§ Document section:
[Start]
Delete duplicate records from a SQL table without a primary key

Question

I have the below table with the below records in it

create table employee ( EmpId number, EmpName varchar2(10), EmpSSN varchar2(11) ); insert into employee values(1, 'Jack', '555-55-5555'); insert into employee values (2, 'Joe', '555-56-5555'); insert into employee values (3, 'Fred', '555-57-5555'); insert into employee values (4, 'Mike', '555-58-5555'); insert into employee values (5, 'Cathy', '555-59-5555'); insert into employee values (6, 'Lisa', '555-70-5555'); insert into employee values (1, 'Jack', '555-55-5555'); insert into employee values (4, 'Mike', '555-58-5555'); insert into employee values (5, 'Cathy', '555-59-5555'); insert into employee values (6 ,'Lisa', '555-70-5555'); insert into employee values (5, 'Cathy', '555-59-5555'); insert into employee values (6, 'Lisa', '555-70-5555');

I dont have any primary key in this table .But i have the above records in my table already. I want to remove the duplicate records which has the same value in EmpId and EmpSSN fields.

Ex : Emp id 5

How can I frame a query to delete those duplicate records?
[End]
§ Stated problem: Retype the part of the forum thread between "I dont have" and "those duplicate records?", inclusive. The rows that come next are not needed for this work.

§ Dataset content:
[Start]
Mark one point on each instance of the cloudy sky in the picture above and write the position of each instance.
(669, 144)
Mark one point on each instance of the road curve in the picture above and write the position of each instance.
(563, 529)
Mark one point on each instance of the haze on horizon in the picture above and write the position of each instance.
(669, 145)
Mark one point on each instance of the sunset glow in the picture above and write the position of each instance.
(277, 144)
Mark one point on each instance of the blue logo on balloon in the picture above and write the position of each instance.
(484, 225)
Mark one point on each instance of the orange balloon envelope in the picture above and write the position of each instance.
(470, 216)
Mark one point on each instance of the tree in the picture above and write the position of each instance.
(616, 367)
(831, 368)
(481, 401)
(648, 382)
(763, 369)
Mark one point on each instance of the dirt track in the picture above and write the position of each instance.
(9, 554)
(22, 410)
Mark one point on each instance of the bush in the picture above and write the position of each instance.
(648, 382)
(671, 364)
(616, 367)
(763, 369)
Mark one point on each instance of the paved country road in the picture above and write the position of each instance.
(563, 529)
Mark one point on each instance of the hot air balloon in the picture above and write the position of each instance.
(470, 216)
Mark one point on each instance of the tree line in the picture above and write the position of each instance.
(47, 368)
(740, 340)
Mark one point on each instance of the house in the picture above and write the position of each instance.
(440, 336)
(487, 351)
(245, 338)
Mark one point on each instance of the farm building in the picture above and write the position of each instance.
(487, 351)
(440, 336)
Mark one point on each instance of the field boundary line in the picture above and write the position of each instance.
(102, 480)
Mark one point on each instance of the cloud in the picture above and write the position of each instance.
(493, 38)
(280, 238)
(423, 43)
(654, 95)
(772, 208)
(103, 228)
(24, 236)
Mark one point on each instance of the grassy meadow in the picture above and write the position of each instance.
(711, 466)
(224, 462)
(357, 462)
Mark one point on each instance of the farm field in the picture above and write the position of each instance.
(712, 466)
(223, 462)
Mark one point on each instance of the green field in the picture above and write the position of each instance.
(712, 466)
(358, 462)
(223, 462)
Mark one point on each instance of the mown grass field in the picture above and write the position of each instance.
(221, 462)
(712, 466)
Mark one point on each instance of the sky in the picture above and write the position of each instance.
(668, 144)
[End]
§ The answer:
I dont have any primary key in this table .But i have the above records in my table already. I want to remove the duplicate records which has the same value in EmpId and EmpSSN fields.

Ex : Emp id 5

How can I frame a query to delete those duplicate records?